Print every one of the following lines word for word, but leave the pictures out.

** Start **

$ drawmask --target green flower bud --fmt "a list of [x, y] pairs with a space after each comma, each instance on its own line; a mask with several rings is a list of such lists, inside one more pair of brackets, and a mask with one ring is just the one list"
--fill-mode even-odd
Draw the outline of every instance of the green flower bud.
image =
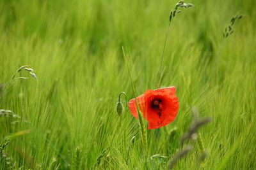
[[116, 111], [117, 114], [118, 114], [118, 115], [120, 116], [121, 114], [123, 113], [123, 111], [124, 111], [123, 104], [122, 104], [121, 102], [118, 101], [116, 103]]

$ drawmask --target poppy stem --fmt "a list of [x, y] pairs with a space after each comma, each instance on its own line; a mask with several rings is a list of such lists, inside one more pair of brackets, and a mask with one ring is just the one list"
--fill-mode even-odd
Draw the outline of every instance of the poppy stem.
[[120, 102], [120, 96], [121, 96], [122, 94], [124, 94], [125, 96], [125, 101], [127, 102], [127, 96], [125, 92], [120, 92], [118, 101]]
[[158, 76], [157, 76], [157, 78], [156, 88], [157, 88], [159, 86], [159, 84], [160, 84], [161, 72], [161, 69], [162, 69], [163, 59], [164, 55], [165, 46], [166, 45], [167, 38], [168, 38], [168, 35], [169, 34], [170, 27], [171, 25], [171, 21], [172, 21], [172, 20], [169, 20], [169, 24], [168, 24], [168, 28], [167, 28], [166, 34], [165, 34], [164, 47], [163, 48], [163, 52], [162, 52], [162, 55], [161, 55], [161, 61], [160, 61], [160, 67], [159, 67], [159, 72], [158, 72]]

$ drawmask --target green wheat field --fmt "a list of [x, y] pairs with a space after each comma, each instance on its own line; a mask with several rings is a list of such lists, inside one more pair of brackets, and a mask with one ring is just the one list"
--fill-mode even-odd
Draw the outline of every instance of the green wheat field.
[[[186, 1], [159, 69], [178, 1], [1, 0], [0, 169], [256, 169], [256, 1]], [[146, 129], [128, 101], [170, 86]]]

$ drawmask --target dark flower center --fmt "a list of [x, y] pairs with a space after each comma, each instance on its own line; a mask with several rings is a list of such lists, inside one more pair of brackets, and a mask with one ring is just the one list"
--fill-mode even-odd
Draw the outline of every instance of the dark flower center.
[[161, 99], [158, 98], [154, 98], [151, 101], [151, 108], [153, 109], [159, 109], [159, 103], [162, 101]]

** End **

# FINISHED ANSWER
$ drawmask --target green flower bud --fmt "a list of [x, y] pairs with a space after each comma, each instance on its own line; a mask with several rings is a list of such lists, inside one more pair of brackets, and a mask with one ring is just the one list"
--fill-mode even-odd
Draw the outline of every instance of the green flower bud.
image =
[[116, 111], [117, 114], [118, 114], [118, 115], [120, 116], [121, 114], [123, 113], [123, 111], [124, 111], [123, 104], [122, 104], [121, 102], [118, 101], [116, 103]]

$ drawmask --target poppy stem --fmt "a list of [x, y] pairs with a space after each comma, each instance on its own line; a mask with several rings is a list of such lists, inside one more pair of brackets, and a mask with one ring is just the one list"
--fill-mode even-odd
Draw the outline of every instance of the poppy stem.
[[120, 102], [120, 96], [121, 96], [122, 94], [124, 94], [125, 96], [125, 101], [127, 102], [127, 96], [125, 92], [120, 92], [118, 101]]
[[158, 76], [157, 76], [157, 78], [156, 88], [157, 88], [159, 86], [159, 84], [160, 84], [161, 72], [161, 69], [162, 69], [163, 59], [164, 55], [165, 46], [166, 45], [167, 38], [168, 38], [168, 35], [169, 34], [170, 27], [171, 25], [171, 21], [172, 21], [172, 20], [169, 20], [169, 24], [168, 24], [168, 28], [167, 28], [166, 34], [165, 34], [164, 47], [163, 48], [163, 52], [162, 52], [162, 55], [161, 55], [161, 61], [160, 61], [160, 67], [159, 67], [159, 72], [158, 72]]

$ drawmask --target green wheat field --fmt "a list of [x, y] pairs with a space after each comma, each instance on its own line; a mask with several rings is a list of such lists, inside one more pair of brackets, and a mask with one ring is just the one list"
--fill-mode even-odd
Draw the outline of every instance of the green wheat field.
[[[186, 1], [159, 69], [178, 1], [1, 0], [0, 169], [256, 169], [256, 1]], [[146, 129], [128, 101], [170, 86]]]

$ drawmask --target dark flower center --fmt "a list of [x, y] pairs with a space after each comma, each instance on its own line; a mask with several rings is a list of such lists, inside one more pair of brackets, and a mask with one ring is just the one list"
--fill-mode even-odd
Draw the outline of every instance of the dark flower center.
[[161, 99], [158, 98], [154, 98], [151, 101], [151, 108], [153, 109], [159, 109], [159, 103], [162, 101]]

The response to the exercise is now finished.